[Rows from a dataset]
--- START ---

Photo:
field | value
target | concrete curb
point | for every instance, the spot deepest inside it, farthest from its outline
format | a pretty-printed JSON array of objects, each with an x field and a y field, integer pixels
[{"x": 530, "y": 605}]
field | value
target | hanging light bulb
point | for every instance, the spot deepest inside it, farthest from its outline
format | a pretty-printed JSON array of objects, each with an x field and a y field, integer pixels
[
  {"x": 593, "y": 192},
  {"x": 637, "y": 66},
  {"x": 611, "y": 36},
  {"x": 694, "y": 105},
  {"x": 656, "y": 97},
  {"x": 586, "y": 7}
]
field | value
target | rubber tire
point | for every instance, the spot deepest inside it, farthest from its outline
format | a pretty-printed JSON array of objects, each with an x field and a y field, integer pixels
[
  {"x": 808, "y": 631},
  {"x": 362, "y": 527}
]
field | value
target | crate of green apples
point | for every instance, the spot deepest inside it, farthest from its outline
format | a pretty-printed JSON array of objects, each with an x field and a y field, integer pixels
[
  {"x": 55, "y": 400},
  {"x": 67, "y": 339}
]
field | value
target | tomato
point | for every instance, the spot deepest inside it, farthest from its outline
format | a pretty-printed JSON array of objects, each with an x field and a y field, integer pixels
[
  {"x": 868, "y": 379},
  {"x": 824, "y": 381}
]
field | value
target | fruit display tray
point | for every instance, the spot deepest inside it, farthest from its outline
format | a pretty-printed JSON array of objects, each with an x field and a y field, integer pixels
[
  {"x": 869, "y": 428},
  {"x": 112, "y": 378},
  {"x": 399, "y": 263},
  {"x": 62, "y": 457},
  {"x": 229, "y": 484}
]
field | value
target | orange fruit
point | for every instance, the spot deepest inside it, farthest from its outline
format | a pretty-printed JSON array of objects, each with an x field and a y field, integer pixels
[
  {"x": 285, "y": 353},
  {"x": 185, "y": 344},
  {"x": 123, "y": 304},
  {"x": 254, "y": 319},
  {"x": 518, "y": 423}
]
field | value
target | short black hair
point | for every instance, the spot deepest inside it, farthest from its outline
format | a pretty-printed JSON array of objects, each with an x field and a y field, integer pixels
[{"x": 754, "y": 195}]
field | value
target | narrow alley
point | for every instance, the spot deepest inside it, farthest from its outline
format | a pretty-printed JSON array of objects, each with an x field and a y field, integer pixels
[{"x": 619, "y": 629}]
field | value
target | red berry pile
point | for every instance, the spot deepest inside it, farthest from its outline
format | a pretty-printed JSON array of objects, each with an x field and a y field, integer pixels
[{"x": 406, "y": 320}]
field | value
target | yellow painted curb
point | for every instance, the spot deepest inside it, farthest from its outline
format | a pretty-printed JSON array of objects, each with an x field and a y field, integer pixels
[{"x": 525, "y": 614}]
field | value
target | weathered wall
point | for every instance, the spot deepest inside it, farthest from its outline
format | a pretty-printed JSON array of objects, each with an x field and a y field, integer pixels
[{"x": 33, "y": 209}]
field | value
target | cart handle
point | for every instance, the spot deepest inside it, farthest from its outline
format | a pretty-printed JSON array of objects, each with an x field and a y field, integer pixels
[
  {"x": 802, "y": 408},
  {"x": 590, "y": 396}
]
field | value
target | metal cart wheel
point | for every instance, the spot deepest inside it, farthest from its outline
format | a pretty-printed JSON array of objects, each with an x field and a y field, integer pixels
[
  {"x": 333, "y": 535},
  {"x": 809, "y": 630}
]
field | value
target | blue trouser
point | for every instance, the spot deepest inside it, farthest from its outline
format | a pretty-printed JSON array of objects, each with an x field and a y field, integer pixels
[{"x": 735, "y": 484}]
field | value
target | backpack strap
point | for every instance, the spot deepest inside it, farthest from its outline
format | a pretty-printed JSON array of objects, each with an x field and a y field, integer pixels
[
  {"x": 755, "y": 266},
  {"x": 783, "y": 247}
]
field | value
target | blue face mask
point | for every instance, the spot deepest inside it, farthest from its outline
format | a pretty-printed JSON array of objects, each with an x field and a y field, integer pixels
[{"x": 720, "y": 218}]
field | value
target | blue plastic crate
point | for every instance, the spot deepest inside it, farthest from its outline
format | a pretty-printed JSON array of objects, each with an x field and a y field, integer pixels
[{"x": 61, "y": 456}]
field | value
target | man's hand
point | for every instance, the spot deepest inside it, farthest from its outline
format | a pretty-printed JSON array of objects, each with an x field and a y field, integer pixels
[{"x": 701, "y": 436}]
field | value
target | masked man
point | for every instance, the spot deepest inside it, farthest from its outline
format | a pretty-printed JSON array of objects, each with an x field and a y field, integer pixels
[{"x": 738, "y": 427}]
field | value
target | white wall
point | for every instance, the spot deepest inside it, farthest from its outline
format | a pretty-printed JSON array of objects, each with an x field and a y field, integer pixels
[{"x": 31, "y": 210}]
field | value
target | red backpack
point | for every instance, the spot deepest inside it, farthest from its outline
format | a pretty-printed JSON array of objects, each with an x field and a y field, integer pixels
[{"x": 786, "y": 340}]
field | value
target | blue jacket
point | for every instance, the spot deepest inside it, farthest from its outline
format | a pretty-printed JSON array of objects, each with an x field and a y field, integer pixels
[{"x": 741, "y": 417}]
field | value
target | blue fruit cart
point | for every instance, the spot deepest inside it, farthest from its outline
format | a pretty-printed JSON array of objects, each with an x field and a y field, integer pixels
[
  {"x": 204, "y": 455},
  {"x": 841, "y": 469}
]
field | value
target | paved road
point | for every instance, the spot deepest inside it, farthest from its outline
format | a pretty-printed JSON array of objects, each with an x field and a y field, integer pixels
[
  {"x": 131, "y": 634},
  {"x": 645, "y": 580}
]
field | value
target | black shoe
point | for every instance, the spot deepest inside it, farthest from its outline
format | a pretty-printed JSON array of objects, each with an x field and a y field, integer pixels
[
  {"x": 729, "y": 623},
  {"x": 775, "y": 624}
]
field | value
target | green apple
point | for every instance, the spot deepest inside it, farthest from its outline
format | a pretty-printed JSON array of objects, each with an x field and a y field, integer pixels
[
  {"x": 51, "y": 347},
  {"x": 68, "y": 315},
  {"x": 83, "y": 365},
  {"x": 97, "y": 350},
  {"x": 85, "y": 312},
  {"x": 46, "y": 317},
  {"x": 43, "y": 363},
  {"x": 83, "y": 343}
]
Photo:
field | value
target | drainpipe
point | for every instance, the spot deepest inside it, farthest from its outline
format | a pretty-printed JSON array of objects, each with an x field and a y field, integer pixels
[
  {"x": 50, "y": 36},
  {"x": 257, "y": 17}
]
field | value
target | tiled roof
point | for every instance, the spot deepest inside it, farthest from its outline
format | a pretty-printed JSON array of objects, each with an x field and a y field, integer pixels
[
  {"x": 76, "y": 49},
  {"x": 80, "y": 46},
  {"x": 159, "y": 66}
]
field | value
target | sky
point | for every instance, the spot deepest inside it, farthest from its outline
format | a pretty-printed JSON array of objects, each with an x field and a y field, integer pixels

--- END ---

[Set problem]: Return all of the data exactly as it reads.

[Answer to the problem]:
Photo:
field | value
target | concrete curb
point | for every instance, the spot deepest inside it, farthest from its outline
format | a pretty-printed JSON array of objects, each with an x field and a y field, integer pixels
[{"x": 530, "y": 605}]
field | value
target | hanging light bulb
point | for every instance, the spot deepest inside it, farthest from its outline
format | a pretty-printed JSON array of objects, each with an x field and a y field, integer pixels
[
  {"x": 593, "y": 192},
  {"x": 637, "y": 66},
  {"x": 611, "y": 36},
  {"x": 694, "y": 105},
  {"x": 656, "y": 97},
  {"x": 586, "y": 7}
]
field | value
target | rubber tire
point | for every instance, the spot deepest inside it, farthest from its outline
format | a pretty-printed JSON array of objects, each with an x field and a y field, integer pixels
[
  {"x": 808, "y": 631},
  {"x": 362, "y": 527}
]
field | value
target | crate of green apples
point | for every instance, the spot deepest inside it, farthest from its outline
format | a pretty-printed JSON array of objects, each with an x field and a y field, integer pixels
[
  {"x": 55, "y": 400},
  {"x": 67, "y": 339}
]
field | value
target | tomato
point | for every instance, the spot deepest inside it, farthest from its outline
format | a pretty-printed JSON array of objects, each with an x field and a y field, integer pixels
[
  {"x": 868, "y": 379},
  {"x": 824, "y": 381}
]
field | value
target | fruit display tray
point | for every instance, the spot deepest inside it, farthest from its outline
format | a pretty-printed JSON array of objects, each with an x field and a y field, integer pixels
[
  {"x": 869, "y": 428},
  {"x": 112, "y": 378},
  {"x": 399, "y": 263},
  {"x": 62, "y": 457},
  {"x": 229, "y": 484}
]
field | value
target | orange fruit
point | for every instance, the spot deepest inside it, farthest from its outline
format | a pretty-printed JSON array of objects, each with an x field and a y field, integer pixels
[
  {"x": 285, "y": 353},
  {"x": 185, "y": 344},
  {"x": 123, "y": 304},
  {"x": 254, "y": 319},
  {"x": 518, "y": 423}
]
field | value
target | short black hair
point | for every instance, the spot deepest inside it, farthest from its outline
format | a pretty-printed JSON array of objects, each with an x field and a y field, integer pixels
[{"x": 754, "y": 195}]
field | value
target | narrow alley
point | for every instance, the spot deepest inside it, farthest from its outline
format | a pretty-printed JSON array of objects, each with an x field and a y field, integer pixels
[{"x": 619, "y": 629}]
field | value
target | red berry pile
point | for every instance, the spot deepest inside it, farthest from its outline
format | a pretty-printed JSON array of objects, each with an x field and a y field, integer pixels
[{"x": 406, "y": 320}]
field | value
target | yellow painted curb
point | for every instance, the spot deepest inside it, farthest from its outline
format | a pretty-printed JSON array of objects, each with an x field and a y field, integer pixels
[{"x": 525, "y": 614}]
field | value
target | weathered wall
point | for every instance, the spot deepest inside it, farthest from its outline
format | a pretty-printed JSON array of objects, each with an x field and a y field, integer pixels
[{"x": 33, "y": 209}]
field | value
target | cart handle
point | for every instance, the spot deepest inside it, farthest from its outline
format | a pretty-printed JSON array of objects, each with an x field and a y field, integer pixels
[
  {"x": 802, "y": 408},
  {"x": 590, "y": 396}
]
field | value
target | metal cart wheel
point | for every instance, the spot deepest inside it, farthest from its outline
format | a pretty-printed JSON array of objects, each with an x field and a y field, integer pixels
[
  {"x": 333, "y": 535},
  {"x": 809, "y": 630}
]
field | value
target | blue trouser
point | for every instance, the spot deepest inside it, farthest from its outline
format | a pretty-printed JSON array of objects, each with an x field and a y field, integer pixels
[{"x": 735, "y": 484}]
field | value
target | backpack strap
point | for every instance, the spot deepest inside it, farthest from its outline
format | a pretty-printed JSON array of objects, each with an x field and a y field, integer pixels
[
  {"x": 755, "y": 266},
  {"x": 783, "y": 247}
]
field | value
target | blue face mask
point | for every instance, the spot deepest inside it, farthest from its outline
format | a pretty-printed JSON array of objects, each with an x field and a y field, integer pixels
[{"x": 720, "y": 218}]
field | value
target | blue plastic crate
point | for every instance, the spot deepest inside it, farthest from its outline
format | a pretty-printed JSON array of objects, each with an x field and a y field, integer pixels
[{"x": 61, "y": 456}]
field | value
target | man's hand
point | for every instance, the spot deepest inside it, farthest from its outline
format | a pretty-printed JSON array of objects, each with an x field and a y field, integer pixels
[{"x": 701, "y": 436}]
field | value
target | masked man
point | for every instance, the spot deepest inside it, farthest from its outline
format | a pretty-printed JSON array of objects, each with an x field and a y field, integer pixels
[{"x": 738, "y": 427}]
field | value
target | white wall
point | for every instance, the spot deepest inside it, farthest from its outline
format | a pretty-printed JSON array of objects, each with an x field and a y field, integer pixels
[{"x": 31, "y": 210}]
field | value
target | red backpack
point | for every instance, the spot deepest inside it, farthest from its outline
format | a pretty-printed JSON array of objects, each with an x field and a y field, integer pixels
[{"x": 786, "y": 340}]
field | value
target | blue jacket
point | for every instance, the spot deepest inside it, farthest from its outline
format | a pretty-printed JSON array of objects, each with an x field and a y field, integer pixels
[{"x": 741, "y": 417}]
field | value
target | blue fruit cart
point | for every instance, the spot deepest inside it, farthest from its outline
format | a pretty-printed JSON array of objects, each with an x field and a y field, integer pixels
[
  {"x": 204, "y": 455},
  {"x": 841, "y": 469}
]
field | value
target | paved road
point | for every instance, the spot deepest inside it, farthest from its outline
format | a pretty-printed JSON array of objects, each with an x field and a y field, integer pixels
[
  {"x": 131, "y": 634},
  {"x": 645, "y": 580}
]
field | value
target | black shoe
point | for every instance, the spot deepest inside it, farthest from its outline
format | a pretty-printed JSON array of objects, each with an x field and a y field, integer pixels
[
  {"x": 729, "y": 623},
  {"x": 775, "y": 624}
]
field | value
target | green apple
point | for every instance, the spot deepest inside it, farthest from its outline
format | a pretty-printed JSON array of objects, each with an x field and a y field, integer pixels
[
  {"x": 51, "y": 347},
  {"x": 68, "y": 315},
  {"x": 83, "y": 365},
  {"x": 97, "y": 350},
  {"x": 85, "y": 312},
  {"x": 46, "y": 317},
  {"x": 43, "y": 363},
  {"x": 83, "y": 343}
]
Photo:
field | value
target | drainpipe
point | for every instance, the spot deepest inside it, farthest from its outline
format | a pretty-printed JSON array of objects, each with an x field and a y field, integer pixels
[
  {"x": 50, "y": 36},
  {"x": 257, "y": 17}
]
field | value
target | tiled roof
point | for every instance, the spot deepest inside it, farthest from its outline
format | a pretty-printed JSON array of objects, each with an x field and a y field, integer pixels
[
  {"x": 76, "y": 49},
  {"x": 80, "y": 46},
  {"x": 159, "y": 66}
]
field | value
target | sky
point | for every instance, the spot deepest inside it, farthest from its outline
format | a pretty-printed JSON array of objects, each with an x field and a y field, integer pixels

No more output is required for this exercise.